● **LISTE DES TÂCHES**
1 – D'après le texte sur l'intervention infirmière en urgence sans prescription, quelles informations l'infirmier doit-il consigner dans le dossier de soins lorsqu'il reçoit une prescription orale ?
2 – Prolongez le texte sur l'intervention infirmière en urgence sans prescription, en enchaînant directement après sa dernière phrase.

─── TEXTE FOURNI

Intervenir en urgence, alors qu’aucune prescription médicale n’a encore été rédigée, fait partie des situations délicates du quotidien infirmier. Qu’il s’agisse d’une détresse respiratoire à domicile, d’une chute grave ou d’un malaise soudain, le soignant doit décider vite, tout en respectant le cadre légal qui encadre strictement son autonomie.
Selon l’article R.4311-7 du Code de la santé publique, « l’infirmier ou l’infirmière est habilité à pratiquer les actes suivants soit en application d’une prescription médicale qui, sauf urgence, est écrite, qualitative et quantitative, datée et signée ». Autrement dit, hors urgence, tout acte relevant du rôle prescrit doit être autorisé par écrit. Mais la loi prévoit également des marges d’action pour faire face aux situations d’urgence.
Ainsi, l’article R.4311-14 du même code précise que, « en l’absence d’un médecin, l’infirmier ou l’infirmière est habilité à mettre en œuvre les protocoles de soins d’urgence préalablement établis par un médecin responsable ». Et si aucun protocole n’est disponible, « il décide des gestes à pratiquer en attendant que puisse intervenir un médecin ». Cela lui permet d’agir sans prescription écrite, à condition de rester dans ses compétences et d’alerter immédiatement les secours ou un médecin.
Dans la pratique, les prescriptions orales complètent souvent ce cadre. Un médecin peut donner ses instructions par téléphone ou en visio, notamment en cas d’urgence ou en dehors des heures d’ouverture. Ces prescriptions sont juridiquement valables, à condition d’être retranscrites et signées a posteriori. L’infirmier doit alors consigner dans le dossier de soins la date, l’heure, le contenu de la prescription et le nom du prescripteur. Cette traçabilité protège le soignant en cas de litige. Un acte réalisé sur simple demande verbale, sans validation écrite ultérieure, expose le soignant à une mise en cause pour exercice illégal ou faute professionnelle.

──────
─── EXTRAIT DES DONNÉES

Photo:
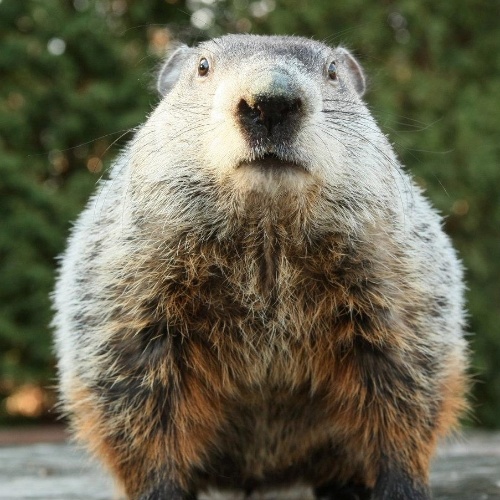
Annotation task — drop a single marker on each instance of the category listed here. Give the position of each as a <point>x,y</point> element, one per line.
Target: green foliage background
<point>75,76</point>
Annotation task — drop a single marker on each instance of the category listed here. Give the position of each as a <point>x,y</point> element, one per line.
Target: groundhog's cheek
<point>226,145</point>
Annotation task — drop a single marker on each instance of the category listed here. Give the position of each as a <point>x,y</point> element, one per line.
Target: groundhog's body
<point>259,295</point>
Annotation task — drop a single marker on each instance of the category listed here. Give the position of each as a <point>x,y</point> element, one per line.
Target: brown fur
<point>267,321</point>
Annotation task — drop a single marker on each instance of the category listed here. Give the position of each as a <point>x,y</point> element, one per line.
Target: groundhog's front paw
<point>167,491</point>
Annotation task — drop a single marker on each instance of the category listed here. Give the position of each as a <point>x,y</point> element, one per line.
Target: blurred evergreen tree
<point>76,77</point>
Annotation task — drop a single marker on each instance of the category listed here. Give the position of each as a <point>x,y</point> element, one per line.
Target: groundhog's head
<point>259,117</point>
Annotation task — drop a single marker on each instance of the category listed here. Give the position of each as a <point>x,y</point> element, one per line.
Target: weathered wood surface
<point>466,469</point>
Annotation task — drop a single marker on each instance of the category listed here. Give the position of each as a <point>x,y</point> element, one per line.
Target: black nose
<point>269,115</point>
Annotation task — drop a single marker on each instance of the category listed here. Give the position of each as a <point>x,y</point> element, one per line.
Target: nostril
<point>247,112</point>
<point>269,111</point>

──────

● **RÉSULTATS PAR TÂCHE**
1 – La date, l'heure, le contenu de la prescription et le nom du prescripteur.

2 –
Du côté des aides-soignants, leur champ d’action reste limité. L’article R.4311-4 du Code de la santé publique rappelle qu’ils interviennent sous la responsabilité de l’infirmier et uniquement pour des soins relevant de leur qualification. Cependant, en situation d’urgence, l’aide-soignant doit avant tout agir pour préserver la vie comme pratiquer un massage cardiaque, ou mettre la personne en position latérale de sécurité.
Face à l’urgence, le réflexe doit être triple : agir, alerter, tracer. Agir dans la limite de ses compétences, alerter immédiatement un médecin ou un service d’urgence, et tracer par écrit chaque geste et décision. Car si la loi fixe un cadre strict, elle reconnaît aussi le discernement et la réactivité du soignant. C’est cette capacité à évaluer, à décider avec justesse et à documenter ses choix qui incarne, au fond, la responsabilité et la valeur du soin en situation d’urgence.